Outline labeling records
============================================================
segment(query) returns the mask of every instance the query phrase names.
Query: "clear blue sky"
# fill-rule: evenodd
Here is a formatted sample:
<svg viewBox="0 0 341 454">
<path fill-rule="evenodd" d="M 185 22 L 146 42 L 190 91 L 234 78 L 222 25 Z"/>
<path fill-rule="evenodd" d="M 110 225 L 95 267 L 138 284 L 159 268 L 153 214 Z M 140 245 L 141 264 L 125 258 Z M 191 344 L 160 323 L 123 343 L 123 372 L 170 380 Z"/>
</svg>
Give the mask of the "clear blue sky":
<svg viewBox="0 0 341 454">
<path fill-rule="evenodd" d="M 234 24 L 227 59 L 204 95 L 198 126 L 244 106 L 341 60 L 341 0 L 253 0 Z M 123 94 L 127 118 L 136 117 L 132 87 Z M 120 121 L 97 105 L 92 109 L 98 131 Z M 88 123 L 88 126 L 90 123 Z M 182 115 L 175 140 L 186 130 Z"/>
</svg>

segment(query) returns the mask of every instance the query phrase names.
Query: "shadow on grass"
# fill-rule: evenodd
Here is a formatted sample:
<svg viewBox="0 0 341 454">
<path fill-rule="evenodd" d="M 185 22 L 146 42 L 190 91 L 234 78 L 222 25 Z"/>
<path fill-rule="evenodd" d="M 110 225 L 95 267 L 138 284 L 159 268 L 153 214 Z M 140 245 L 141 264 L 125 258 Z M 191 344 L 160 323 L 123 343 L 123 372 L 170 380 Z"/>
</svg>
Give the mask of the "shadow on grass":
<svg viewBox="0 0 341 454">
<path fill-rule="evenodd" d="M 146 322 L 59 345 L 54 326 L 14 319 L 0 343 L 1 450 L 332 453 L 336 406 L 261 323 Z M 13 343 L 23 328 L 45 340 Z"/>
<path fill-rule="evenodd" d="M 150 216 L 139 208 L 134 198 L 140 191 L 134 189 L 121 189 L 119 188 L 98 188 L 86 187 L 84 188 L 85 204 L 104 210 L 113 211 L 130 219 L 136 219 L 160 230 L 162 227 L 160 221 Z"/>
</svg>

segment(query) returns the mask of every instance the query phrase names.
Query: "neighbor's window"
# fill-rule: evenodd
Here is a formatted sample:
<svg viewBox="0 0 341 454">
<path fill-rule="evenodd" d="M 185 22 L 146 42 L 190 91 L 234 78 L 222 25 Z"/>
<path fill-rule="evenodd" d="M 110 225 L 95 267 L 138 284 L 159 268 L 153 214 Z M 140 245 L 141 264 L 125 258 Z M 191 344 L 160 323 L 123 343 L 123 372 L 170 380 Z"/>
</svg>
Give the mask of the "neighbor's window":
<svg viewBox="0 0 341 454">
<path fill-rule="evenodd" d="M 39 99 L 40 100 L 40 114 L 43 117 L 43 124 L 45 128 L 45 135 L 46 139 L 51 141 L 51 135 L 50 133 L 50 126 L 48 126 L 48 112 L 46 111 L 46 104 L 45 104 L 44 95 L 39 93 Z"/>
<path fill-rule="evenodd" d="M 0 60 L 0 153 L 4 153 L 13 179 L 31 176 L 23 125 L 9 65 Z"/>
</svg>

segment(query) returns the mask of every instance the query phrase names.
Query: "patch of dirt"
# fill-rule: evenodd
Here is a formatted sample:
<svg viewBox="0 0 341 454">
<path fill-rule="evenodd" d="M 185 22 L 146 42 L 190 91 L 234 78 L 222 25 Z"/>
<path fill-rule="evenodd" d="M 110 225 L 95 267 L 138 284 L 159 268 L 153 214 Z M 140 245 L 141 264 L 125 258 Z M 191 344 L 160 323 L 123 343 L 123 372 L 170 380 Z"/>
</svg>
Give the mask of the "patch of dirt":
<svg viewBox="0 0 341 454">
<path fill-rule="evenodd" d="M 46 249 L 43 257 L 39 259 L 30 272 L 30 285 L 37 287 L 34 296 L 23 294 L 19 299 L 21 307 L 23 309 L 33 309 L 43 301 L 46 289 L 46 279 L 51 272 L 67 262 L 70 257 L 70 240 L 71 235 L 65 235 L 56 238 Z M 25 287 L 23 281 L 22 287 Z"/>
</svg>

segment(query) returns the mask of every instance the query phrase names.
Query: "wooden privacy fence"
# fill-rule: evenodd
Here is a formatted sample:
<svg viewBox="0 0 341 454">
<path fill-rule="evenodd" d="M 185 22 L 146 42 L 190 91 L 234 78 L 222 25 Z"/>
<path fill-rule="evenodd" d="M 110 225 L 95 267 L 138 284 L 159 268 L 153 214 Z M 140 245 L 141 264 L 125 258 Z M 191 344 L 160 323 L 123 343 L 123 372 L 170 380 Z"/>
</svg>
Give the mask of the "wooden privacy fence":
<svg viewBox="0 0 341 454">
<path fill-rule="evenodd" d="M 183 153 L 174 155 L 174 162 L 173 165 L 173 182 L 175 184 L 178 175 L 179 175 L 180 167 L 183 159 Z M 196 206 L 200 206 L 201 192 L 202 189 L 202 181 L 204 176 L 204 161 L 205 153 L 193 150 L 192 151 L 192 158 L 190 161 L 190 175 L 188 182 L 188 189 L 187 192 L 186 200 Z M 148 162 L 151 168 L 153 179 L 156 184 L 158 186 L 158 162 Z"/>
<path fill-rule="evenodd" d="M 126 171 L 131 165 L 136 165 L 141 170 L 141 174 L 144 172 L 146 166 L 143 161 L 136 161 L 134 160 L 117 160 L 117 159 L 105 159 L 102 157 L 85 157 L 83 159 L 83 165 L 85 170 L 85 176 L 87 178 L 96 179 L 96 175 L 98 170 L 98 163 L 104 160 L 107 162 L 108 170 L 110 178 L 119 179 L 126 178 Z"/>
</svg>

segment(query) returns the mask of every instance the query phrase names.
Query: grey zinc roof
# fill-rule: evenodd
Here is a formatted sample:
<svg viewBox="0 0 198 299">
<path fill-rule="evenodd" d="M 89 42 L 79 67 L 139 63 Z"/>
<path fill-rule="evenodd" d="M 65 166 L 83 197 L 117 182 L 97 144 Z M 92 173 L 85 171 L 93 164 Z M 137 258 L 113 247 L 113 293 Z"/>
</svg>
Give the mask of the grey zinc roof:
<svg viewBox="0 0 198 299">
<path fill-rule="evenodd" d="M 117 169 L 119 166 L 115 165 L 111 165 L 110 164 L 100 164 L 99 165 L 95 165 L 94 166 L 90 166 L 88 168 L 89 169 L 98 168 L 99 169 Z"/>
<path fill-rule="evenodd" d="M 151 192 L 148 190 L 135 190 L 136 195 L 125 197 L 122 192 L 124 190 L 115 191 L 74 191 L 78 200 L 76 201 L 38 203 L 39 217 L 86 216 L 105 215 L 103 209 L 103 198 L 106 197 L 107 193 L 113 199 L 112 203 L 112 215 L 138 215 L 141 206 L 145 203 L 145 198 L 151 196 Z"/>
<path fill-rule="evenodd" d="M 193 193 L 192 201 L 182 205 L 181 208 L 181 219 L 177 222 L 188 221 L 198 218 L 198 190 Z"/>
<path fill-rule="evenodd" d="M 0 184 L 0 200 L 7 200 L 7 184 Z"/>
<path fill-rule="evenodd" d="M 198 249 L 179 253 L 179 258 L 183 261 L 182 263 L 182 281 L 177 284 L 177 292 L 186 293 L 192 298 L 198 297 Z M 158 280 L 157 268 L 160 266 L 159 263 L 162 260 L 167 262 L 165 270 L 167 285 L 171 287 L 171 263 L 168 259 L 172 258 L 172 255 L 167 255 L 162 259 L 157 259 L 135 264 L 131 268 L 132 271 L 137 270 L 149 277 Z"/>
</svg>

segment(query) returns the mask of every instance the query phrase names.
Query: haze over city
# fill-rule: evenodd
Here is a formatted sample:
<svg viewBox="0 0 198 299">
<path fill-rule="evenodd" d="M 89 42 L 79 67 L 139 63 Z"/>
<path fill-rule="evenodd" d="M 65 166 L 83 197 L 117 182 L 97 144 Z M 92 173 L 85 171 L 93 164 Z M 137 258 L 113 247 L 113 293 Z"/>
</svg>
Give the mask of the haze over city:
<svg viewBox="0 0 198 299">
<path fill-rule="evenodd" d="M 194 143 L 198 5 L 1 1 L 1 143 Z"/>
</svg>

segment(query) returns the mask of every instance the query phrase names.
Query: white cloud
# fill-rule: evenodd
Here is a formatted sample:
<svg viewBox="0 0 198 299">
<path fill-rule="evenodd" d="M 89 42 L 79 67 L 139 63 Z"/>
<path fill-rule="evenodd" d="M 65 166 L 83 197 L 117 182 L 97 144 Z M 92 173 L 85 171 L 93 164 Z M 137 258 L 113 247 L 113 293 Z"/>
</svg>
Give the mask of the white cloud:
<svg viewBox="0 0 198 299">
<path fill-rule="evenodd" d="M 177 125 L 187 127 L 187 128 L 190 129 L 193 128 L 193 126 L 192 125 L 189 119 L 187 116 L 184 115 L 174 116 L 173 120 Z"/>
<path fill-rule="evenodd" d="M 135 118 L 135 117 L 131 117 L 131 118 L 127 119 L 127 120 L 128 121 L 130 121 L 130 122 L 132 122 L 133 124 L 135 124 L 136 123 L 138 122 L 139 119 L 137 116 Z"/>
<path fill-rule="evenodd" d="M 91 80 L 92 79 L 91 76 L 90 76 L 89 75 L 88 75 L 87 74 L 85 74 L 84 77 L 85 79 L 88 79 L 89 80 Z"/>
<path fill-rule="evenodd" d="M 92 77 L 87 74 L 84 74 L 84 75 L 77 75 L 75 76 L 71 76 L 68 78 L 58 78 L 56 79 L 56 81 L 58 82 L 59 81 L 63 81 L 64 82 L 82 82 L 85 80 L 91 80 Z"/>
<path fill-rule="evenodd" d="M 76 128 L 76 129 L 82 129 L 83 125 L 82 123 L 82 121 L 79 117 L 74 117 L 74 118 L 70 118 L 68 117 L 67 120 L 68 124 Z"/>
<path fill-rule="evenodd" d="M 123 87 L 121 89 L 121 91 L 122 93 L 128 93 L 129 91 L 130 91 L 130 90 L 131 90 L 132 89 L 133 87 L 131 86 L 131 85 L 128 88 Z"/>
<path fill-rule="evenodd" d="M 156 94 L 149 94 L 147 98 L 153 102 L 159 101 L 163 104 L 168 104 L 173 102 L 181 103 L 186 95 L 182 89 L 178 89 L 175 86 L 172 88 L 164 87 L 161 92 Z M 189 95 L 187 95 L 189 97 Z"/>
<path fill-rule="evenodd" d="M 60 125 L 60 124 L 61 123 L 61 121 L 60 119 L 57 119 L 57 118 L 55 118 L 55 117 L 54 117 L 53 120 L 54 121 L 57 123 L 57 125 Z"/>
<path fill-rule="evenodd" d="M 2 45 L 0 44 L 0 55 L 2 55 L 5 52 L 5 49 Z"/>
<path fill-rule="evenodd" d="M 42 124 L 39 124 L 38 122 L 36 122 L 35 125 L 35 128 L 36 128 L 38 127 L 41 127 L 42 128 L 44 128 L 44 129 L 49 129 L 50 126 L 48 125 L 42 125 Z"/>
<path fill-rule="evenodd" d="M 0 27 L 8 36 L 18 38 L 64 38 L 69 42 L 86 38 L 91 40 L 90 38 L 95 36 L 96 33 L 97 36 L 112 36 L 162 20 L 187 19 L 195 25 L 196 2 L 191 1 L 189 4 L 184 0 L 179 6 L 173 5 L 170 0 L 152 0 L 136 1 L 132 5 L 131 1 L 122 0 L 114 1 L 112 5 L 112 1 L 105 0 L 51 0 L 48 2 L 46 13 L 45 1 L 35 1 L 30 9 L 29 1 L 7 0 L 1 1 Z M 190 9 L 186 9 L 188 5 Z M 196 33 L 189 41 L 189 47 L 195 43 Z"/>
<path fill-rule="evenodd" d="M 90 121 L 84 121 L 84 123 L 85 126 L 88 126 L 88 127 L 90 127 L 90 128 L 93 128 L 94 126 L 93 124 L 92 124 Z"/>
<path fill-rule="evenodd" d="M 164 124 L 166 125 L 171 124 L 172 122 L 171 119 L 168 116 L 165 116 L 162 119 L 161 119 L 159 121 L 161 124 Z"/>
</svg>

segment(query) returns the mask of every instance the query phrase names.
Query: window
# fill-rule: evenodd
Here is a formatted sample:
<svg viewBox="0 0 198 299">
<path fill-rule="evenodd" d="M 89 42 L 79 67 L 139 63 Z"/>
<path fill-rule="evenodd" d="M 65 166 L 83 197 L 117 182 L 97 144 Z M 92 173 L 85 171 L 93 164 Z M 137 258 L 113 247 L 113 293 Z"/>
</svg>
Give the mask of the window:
============================================================
Report every line in the rows above that contains the word "blue", matching its case exactly.

Query: "clear blue sky"
Give the mask of the "clear blue sky":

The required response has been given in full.